— Begin RECORDS PROVIDED —

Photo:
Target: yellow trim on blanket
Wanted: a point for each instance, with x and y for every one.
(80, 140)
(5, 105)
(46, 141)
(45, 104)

— End RECORDS PROVIDED —

## WHAT THE EXERCISE ASKS
Format the lines of the data above as a numbered list, omitting any blank lines.

## RESPONSE TO THE EXERCISE
1. Photo:
2. Target: yellow trim on blanket
3. Wanted: a point for each instance, with x and y for every one.
4. (80, 140)
5. (5, 105)
6. (46, 141)
7. (45, 104)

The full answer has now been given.